** START OF Text **

The Route 128 West lab submarket that includes Watertown has an availability rate of 32.6%, according to CBRE. While that’s high, it’s significantly lower than some of the other areas that have recently seen lots of lab development. 

“Watertown has established itself as a bona fide life sciences hub that checks basically all the boxes,” said Bob Richards, the JLL executive managing director who represents tenants in transactions. “I see that market continuing to benefit and to grow.”

Some other suburbs have met with limited success lately in drawing in new life sciences tenants. Moderna Inc. and Novo Nordisk recently signed leases of about 26,000 square feet in Waltham and Lexington, respectively, according to CBRE research.

In Somerville and other cities and towns just north of Cambridge, a whopping 70.6% of lab space is available for rent, CBRE found. 

Somerville’s predicament is largely one of timing. The city’s first large lab building, Boynton Yards’ 101 South St., opened in 2021 fully leased. But since interest rates spiked and demand dropped beginning in mid-2022, several similarly sized lab complexes in Union Square and Assembly Square have hit the market  — or are about to hit the market — without a single tenant in place.

** END OF Text **
** START OF Source data **

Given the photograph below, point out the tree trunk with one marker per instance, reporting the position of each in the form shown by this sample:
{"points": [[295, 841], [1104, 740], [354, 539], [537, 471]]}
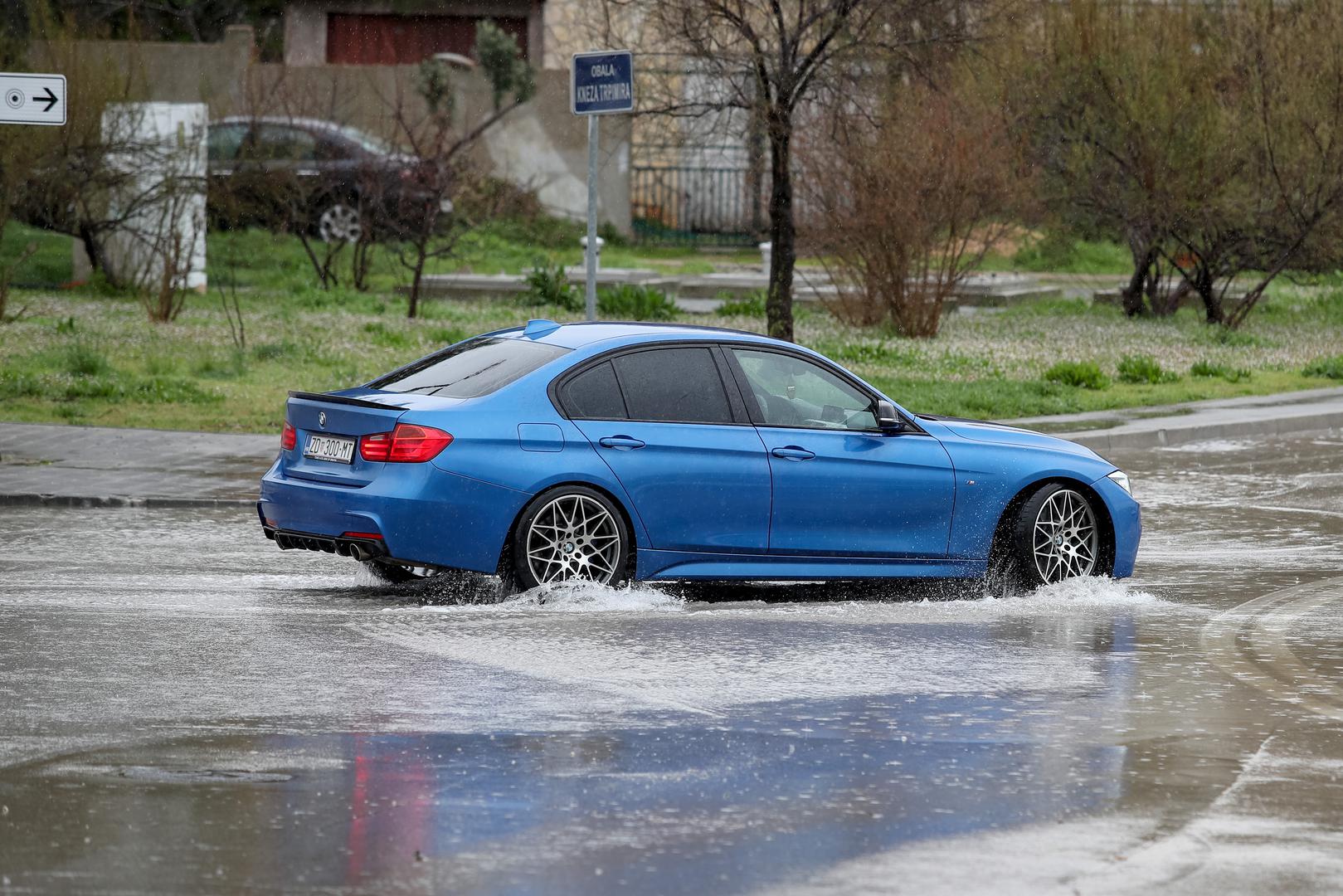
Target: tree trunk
{"points": [[1206, 288], [412, 308], [782, 229], [1131, 297]]}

** END OF Source data **

#### Task goal
Take the part of the lab availability text that opens with the words containing "In Somerville and" and closes with "tenant in place.", and rewrite it with "whopping" swapped for "striking". The material plays no part in what follows.

#### Solution for this exercise
In Somerville and other cities and towns just north of Cambridge, a striking 70.6% of lab space is available for rent, CBRE found. 

Somerville’s predicament is largely one of timing. The city’s first large lab building, Boynton Yards’ 101 South St., opened in 2021 fully leased. But since interest rates spiked and demand dropped beginning in mid-2022, several similarly sized lab complexes in Union Square and Assembly Square have hit the market  — or are about to hit the market — without a single tenant in place.